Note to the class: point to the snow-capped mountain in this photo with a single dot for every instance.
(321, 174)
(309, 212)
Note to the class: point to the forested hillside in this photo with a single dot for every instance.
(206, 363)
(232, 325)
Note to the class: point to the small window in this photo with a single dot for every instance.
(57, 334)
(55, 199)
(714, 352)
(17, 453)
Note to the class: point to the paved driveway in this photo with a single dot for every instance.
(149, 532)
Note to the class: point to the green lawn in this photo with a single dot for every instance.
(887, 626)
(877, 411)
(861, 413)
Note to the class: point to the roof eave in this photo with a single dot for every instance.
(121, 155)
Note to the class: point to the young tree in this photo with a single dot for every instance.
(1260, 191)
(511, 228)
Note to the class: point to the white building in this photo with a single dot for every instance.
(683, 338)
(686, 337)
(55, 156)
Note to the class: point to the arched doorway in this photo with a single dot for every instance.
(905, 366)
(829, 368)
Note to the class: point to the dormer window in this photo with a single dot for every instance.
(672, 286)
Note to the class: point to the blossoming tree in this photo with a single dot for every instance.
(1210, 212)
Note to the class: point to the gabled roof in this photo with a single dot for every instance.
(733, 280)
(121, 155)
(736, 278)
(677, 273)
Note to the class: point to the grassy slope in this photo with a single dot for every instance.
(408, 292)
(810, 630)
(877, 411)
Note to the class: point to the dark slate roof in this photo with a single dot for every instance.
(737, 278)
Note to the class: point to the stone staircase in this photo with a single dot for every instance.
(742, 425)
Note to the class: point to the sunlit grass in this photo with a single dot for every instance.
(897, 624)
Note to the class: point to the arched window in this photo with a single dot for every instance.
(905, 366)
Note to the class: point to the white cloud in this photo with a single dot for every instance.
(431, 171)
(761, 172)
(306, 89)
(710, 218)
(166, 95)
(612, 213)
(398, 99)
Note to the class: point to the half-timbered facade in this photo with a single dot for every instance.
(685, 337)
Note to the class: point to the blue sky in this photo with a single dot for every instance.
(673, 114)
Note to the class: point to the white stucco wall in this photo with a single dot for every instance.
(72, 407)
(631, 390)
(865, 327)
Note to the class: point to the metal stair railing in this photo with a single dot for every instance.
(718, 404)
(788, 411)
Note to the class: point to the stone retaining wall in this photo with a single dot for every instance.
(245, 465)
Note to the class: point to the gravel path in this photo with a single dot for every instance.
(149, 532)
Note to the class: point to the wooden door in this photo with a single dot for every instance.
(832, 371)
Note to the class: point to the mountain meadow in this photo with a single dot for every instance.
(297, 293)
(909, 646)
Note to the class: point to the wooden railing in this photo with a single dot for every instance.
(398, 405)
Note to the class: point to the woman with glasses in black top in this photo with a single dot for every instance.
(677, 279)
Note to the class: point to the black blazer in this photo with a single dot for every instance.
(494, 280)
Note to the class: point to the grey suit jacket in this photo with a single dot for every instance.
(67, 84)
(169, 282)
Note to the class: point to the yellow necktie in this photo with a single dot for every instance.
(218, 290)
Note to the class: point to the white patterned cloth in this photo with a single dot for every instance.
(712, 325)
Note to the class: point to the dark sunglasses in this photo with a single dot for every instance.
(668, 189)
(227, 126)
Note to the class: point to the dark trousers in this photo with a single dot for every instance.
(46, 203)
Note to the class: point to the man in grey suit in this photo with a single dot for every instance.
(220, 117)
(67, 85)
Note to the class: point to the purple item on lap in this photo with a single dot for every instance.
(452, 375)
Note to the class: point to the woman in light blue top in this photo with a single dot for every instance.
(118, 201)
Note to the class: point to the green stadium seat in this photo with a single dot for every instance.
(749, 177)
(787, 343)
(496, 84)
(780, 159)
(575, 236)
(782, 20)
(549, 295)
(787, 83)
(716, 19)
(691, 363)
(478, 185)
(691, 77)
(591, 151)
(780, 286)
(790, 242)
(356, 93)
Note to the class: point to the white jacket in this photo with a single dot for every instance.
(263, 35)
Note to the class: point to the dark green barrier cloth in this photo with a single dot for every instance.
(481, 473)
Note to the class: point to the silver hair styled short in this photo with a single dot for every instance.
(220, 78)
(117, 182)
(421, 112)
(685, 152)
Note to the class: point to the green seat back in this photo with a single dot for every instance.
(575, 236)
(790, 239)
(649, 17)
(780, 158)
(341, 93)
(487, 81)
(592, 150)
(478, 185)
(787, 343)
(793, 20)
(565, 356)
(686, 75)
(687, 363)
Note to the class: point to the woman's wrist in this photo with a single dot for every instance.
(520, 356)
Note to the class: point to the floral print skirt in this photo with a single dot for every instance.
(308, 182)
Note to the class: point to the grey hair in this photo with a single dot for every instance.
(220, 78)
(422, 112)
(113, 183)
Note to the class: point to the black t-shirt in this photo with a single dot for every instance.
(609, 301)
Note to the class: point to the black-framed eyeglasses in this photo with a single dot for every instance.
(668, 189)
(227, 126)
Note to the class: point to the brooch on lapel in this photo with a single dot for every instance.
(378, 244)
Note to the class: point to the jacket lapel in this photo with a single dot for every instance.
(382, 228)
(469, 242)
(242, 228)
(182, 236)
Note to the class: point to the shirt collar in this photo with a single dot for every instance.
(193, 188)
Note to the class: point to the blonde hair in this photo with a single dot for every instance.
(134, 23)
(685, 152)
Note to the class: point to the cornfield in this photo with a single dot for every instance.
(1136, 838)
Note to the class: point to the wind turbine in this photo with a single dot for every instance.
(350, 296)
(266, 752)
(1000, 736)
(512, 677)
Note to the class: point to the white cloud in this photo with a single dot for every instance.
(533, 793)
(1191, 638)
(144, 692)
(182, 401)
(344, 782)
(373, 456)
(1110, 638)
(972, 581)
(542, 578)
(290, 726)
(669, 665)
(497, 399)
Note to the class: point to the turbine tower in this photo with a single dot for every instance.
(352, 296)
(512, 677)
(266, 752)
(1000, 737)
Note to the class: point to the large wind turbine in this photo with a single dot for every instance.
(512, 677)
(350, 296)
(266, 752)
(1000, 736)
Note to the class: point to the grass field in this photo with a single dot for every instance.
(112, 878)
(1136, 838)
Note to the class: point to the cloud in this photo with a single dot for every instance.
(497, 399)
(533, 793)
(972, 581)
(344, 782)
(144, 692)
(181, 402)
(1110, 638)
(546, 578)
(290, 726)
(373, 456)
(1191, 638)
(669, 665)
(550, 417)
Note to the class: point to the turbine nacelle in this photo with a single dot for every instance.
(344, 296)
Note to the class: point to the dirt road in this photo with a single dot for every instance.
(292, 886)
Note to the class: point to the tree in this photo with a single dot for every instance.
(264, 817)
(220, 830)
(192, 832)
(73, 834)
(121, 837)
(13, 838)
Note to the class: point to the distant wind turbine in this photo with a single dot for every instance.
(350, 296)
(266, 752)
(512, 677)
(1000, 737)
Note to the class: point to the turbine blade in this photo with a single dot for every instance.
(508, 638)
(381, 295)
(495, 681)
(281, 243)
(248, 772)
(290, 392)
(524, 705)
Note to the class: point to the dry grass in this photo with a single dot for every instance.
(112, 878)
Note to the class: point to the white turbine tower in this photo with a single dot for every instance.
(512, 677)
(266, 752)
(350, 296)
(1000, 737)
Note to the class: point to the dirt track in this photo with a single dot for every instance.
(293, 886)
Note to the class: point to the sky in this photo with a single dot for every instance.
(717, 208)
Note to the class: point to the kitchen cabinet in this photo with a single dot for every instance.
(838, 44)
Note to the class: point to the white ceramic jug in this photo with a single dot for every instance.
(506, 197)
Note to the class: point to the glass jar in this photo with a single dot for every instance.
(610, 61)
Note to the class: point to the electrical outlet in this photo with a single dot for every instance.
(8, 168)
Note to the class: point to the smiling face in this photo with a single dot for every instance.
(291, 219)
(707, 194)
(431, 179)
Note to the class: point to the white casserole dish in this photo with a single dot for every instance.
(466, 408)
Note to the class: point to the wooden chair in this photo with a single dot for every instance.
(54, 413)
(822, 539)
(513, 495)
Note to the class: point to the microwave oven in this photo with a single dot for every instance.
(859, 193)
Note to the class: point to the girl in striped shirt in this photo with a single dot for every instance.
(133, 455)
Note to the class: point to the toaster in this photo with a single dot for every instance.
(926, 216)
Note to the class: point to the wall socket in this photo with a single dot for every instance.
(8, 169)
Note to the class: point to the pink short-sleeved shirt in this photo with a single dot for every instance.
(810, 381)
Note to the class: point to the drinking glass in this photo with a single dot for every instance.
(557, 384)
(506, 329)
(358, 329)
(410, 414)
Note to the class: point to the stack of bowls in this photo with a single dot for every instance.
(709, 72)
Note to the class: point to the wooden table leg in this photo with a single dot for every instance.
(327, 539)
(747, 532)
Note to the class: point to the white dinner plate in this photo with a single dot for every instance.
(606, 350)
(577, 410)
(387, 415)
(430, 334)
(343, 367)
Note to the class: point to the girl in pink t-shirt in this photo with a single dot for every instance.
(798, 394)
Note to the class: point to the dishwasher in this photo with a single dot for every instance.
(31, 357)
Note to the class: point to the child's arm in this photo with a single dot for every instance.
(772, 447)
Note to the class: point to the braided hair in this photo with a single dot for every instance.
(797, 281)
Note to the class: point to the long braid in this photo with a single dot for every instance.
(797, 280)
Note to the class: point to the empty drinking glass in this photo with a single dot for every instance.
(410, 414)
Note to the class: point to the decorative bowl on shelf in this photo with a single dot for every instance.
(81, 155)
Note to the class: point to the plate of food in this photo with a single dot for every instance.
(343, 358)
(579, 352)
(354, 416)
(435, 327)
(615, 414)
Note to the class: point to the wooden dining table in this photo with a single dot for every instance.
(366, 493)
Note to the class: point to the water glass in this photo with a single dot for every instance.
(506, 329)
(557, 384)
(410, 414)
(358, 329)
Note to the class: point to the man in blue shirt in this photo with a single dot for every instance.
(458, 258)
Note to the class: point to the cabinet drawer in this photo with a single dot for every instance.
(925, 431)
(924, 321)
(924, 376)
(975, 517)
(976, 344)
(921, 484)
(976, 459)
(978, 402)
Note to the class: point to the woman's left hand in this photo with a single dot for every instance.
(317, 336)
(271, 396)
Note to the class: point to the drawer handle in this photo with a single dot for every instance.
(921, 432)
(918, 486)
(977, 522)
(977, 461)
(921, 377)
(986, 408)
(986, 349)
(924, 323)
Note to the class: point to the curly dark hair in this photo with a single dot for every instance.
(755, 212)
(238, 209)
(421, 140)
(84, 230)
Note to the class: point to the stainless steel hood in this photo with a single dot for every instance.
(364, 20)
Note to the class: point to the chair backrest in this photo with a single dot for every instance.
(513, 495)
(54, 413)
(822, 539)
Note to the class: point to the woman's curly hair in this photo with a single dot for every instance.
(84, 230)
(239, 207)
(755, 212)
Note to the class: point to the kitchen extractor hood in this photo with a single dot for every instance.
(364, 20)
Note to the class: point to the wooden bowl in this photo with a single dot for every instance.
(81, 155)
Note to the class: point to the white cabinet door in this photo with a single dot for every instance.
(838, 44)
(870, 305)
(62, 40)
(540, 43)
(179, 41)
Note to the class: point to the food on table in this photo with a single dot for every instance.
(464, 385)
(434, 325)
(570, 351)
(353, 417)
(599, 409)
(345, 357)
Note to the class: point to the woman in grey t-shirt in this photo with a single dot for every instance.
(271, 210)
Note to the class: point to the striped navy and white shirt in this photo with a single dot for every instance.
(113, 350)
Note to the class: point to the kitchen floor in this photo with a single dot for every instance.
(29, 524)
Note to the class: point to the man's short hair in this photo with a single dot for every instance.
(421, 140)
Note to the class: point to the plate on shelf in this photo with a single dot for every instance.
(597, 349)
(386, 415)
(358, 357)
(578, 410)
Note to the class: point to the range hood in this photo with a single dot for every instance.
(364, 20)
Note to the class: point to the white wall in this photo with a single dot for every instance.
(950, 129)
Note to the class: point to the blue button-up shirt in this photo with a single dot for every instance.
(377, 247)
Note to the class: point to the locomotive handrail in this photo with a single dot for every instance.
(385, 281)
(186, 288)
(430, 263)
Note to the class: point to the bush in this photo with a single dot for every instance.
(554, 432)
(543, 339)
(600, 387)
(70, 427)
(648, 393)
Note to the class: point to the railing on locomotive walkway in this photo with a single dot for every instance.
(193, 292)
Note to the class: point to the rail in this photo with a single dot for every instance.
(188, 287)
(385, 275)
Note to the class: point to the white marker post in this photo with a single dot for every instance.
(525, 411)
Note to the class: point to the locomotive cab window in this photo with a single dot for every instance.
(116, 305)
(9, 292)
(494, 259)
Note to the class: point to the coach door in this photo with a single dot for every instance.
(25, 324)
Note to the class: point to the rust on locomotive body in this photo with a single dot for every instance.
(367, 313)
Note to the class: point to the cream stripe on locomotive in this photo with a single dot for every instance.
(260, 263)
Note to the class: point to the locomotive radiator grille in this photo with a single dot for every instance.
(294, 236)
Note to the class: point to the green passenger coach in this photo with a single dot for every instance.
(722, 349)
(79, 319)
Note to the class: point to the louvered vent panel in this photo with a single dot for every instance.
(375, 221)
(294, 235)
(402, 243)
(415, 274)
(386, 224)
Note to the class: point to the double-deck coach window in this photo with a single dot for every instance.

========

**What is expected**
The lines to reproduce run from the one that contains "Note to the class: point to the rust" through the last line above; copy them exactly.

**Finished exercise**
Note to the class: point to the rust on locomotive body in this photo with a single dot for every instance.
(367, 313)
Note to the class: point to the cream stripe on locomotive in this photo with a single dot for every instance.
(260, 263)
Note to the class: point to the locomotive radiator grille in this photo with a single dot for every instance.
(294, 236)
Note to the class: point to the green passenger coach in this photo with a single dot for every instance.
(722, 349)
(79, 319)
Note to the class: point to the louvered vent panel in this photo with a single dot for every instance.
(375, 221)
(294, 235)
(402, 243)
(415, 274)
(386, 224)
Note to the class: point to the double-deck coach window in this photo with a single dot for every instance.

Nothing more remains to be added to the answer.